# Given task 1:
According to the forum thread, how are the JPRs actually handled, given that they are not chained?
# Given task 2:
Print the part of the forum thread starting at "I just thought" and ending at "in previous runs.", copied word for word.

--- Reading text ---

The 'chaining' is rather misleading; the JPRs are not "Chained" in any way, but they are iterated in a for loop; obviously the first pattern gets evaluated first, etc.

Thanks for the fast reply - you can close this issue if you'd like.

This jpr functionality probably won't work for my use case (multiple dynamically configured extraction paths) without parsing the json multiple times.

I just thought I'd drop a comment on the very nice design of your library while I'm here - it has the best streaming support I've found with no copying nor contiguous memory required.

You can always use the simple jsonsl_jpr_match() function. The match_state() is a bit more fancy, and basically does away with some of the grunt work you'd be doing when handling multiple paths; namely ensuring you aren't parsing patterns which have already been eliminated in previous runs.

You've actually caught me in a very opportune moment, as I'm now dealing with this library again - mainly in performing matches - though in this case I only have a single pattern, but the match syntax is slightly different (i.e. foo.bar.baz rather than /foo/bar/baz); no wildcards,and no need for URI escaping, etc.

I'd probably recommend you look into the implementation of the JPR subsystem and implement/modify accordingly. The key here is ensuring how to cleanly keep track of match status within a tree (with the added caveat that the "Nodes" are not unique - only a single state pointer is used per level :) ).

And thanks for the kind words!

--- Record excerpts ---

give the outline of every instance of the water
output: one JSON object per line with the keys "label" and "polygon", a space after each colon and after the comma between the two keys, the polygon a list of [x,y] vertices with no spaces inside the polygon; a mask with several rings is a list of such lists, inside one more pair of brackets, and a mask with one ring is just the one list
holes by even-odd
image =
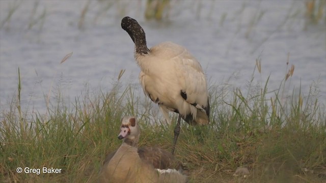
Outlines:
{"label": "water", "polygon": [[[44,111],[49,95],[53,101],[61,94],[69,103],[86,90],[109,90],[122,69],[122,82],[139,86],[133,44],[120,25],[125,16],[143,26],[149,47],[166,41],[186,47],[211,83],[245,88],[260,58],[262,74],[256,71],[254,81],[263,85],[270,76],[272,90],[293,64],[286,94],[301,85],[306,96],[317,83],[326,104],[325,23],[307,25],[303,1],[172,1],[169,20],[161,23],[144,20],[145,1],[110,2],[104,11],[107,3],[91,1],[78,28],[87,1],[21,2],[0,29],[1,109],[17,95],[18,67],[22,105],[34,111]],[[2,23],[15,3],[0,1]]]}

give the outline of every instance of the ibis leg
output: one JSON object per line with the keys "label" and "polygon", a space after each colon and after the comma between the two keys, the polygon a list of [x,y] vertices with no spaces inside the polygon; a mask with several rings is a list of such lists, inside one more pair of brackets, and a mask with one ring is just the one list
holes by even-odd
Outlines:
{"label": "ibis leg", "polygon": [[177,122],[177,125],[175,126],[174,128],[174,139],[173,139],[173,147],[172,147],[172,155],[174,155],[174,149],[175,148],[175,145],[177,143],[177,140],[178,140],[178,137],[179,137],[179,134],[180,134],[180,123],[181,120],[181,116],[179,114],[179,117],[178,117],[178,122]]}

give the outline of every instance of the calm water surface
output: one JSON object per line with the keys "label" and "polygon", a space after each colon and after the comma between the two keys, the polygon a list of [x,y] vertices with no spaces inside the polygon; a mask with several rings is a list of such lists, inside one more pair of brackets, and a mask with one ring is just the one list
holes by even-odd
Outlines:
{"label": "calm water surface", "polygon": [[[82,28],[87,2],[36,2],[22,1],[0,29],[2,110],[9,109],[17,95],[18,67],[23,107],[34,111],[44,111],[49,94],[55,101],[61,94],[69,103],[88,89],[109,90],[122,69],[126,70],[122,82],[140,91],[133,43],[121,28],[125,16],[138,20],[149,47],[172,41],[187,48],[211,84],[245,89],[253,75],[254,83],[263,85],[270,76],[271,91],[293,64],[285,95],[301,85],[307,96],[316,84],[319,100],[326,104],[325,22],[307,25],[303,1],[172,1],[169,20],[160,23],[145,21],[145,1],[112,1],[107,11],[103,10],[107,3],[91,1]],[[2,23],[15,3],[0,1]],[[253,74],[257,58],[261,74]]]}

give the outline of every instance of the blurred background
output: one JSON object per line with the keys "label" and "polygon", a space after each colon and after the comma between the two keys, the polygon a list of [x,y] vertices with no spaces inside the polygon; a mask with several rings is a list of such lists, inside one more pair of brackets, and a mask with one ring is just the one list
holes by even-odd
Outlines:
{"label": "blurred background", "polygon": [[142,25],[148,47],[186,47],[210,86],[232,91],[268,79],[268,91],[282,87],[285,99],[310,93],[326,104],[325,2],[2,0],[0,108],[12,106],[18,83],[33,112],[109,90],[118,79],[142,93],[125,16]]}

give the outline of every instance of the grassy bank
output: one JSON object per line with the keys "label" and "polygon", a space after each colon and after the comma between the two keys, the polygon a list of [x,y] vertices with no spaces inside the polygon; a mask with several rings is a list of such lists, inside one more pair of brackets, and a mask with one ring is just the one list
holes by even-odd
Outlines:
{"label": "grassy bank", "polygon": [[[259,62],[256,68],[260,71]],[[282,97],[291,69],[275,91],[268,90],[268,80],[246,91],[210,87],[210,124],[194,128],[183,123],[177,144],[176,156],[186,165],[191,182],[326,181],[325,104],[312,92]],[[105,155],[121,143],[117,135],[125,115],[140,120],[140,146],[172,147],[174,124],[165,125],[152,111],[154,104],[135,96],[130,86],[117,83],[110,92],[82,96],[70,108],[59,99],[46,114],[34,114],[22,112],[20,88],[18,83],[17,97],[1,113],[1,182],[96,181]],[[22,173],[17,172],[19,167]],[[62,170],[23,172],[43,167]],[[233,176],[238,167],[247,167],[249,176]]]}

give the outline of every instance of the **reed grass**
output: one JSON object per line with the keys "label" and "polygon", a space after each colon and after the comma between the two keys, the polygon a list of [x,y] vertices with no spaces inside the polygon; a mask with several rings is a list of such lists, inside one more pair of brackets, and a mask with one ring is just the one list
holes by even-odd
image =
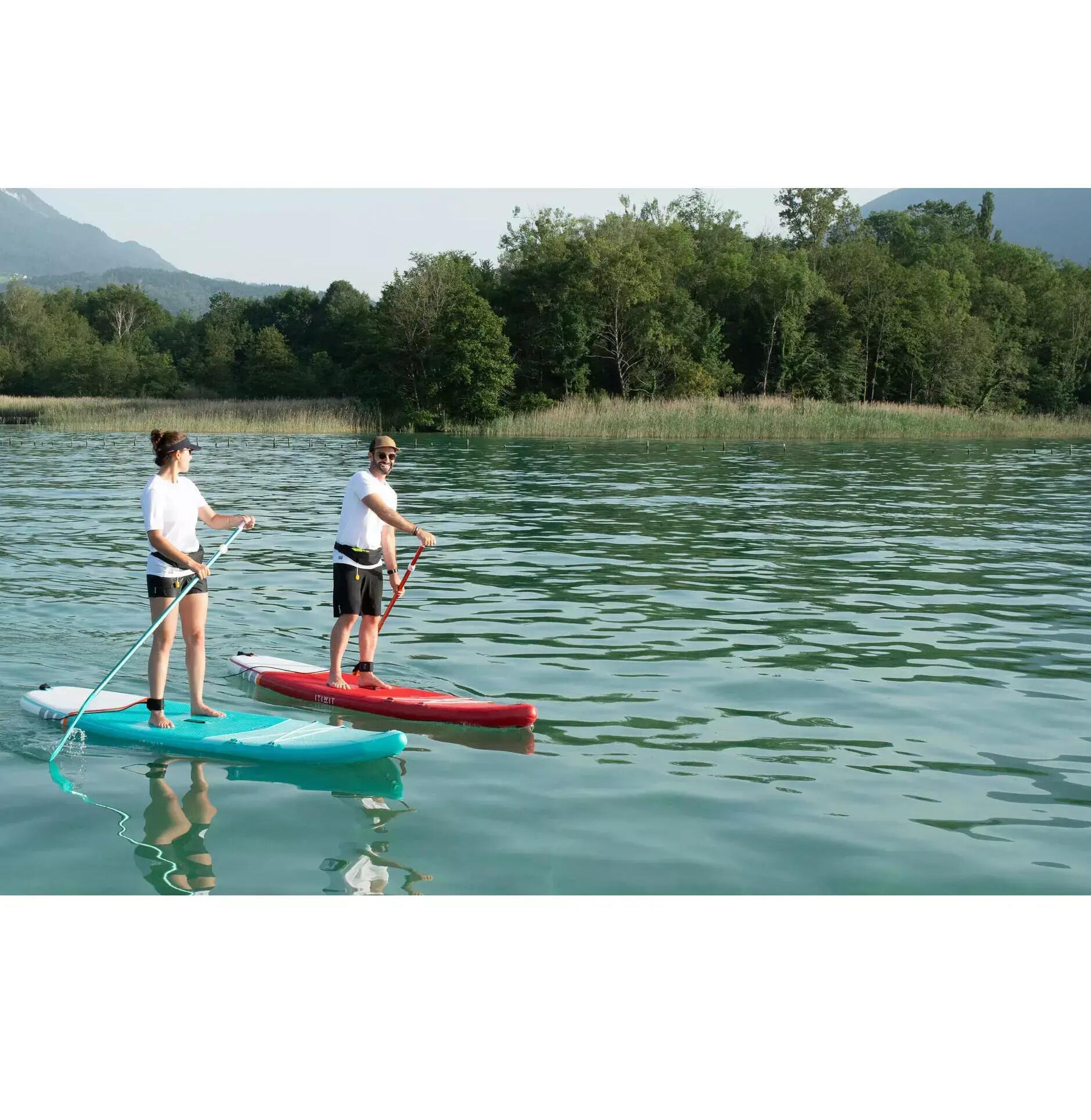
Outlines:
{"label": "reed grass", "polygon": [[855,440],[1091,438],[1072,416],[971,412],[922,404],[838,404],[786,396],[569,398],[549,409],[453,428],[455,435],[571,439]]}
{"label": "reed grass", "polygon": [[158,400],[108,396],[4,396],[0,419],[27,420],[62,431],[140,431],[152,428],[197,435],[271,432],[355,435],[374,431],[379,418],[346,400]]}
{"label": "reed grass", "polygon": [[[4,396],[0,420],[60,431],[175,429],[195,435],[358,435],[382,417],[347,400],[157,400]],[[486,424],[454,424],[457,436],[542,439],[1088,439],[1091,411],[1071,416],[970,412],[922,404],[837,404],[786,396],[681,400],[569,398],[538,412]]]}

---

# Reply 1:
They are iterated in a for loop, so the first pattern is evaluated first.

# Reply 2:
I just thought I'd drop a comment on the very nice design of your library while I'm here - it has the best streaming support I've found with no copying nor contiguous memory required.

You can always use the simple jsonsl_jpr_match() function. The match_state() is a bit more fancy, and basically does away with some of the grunt work you'd be doing when handling multiple paths; namely ensuring you aren't parsing patterns which have already been eliminated in previous runs.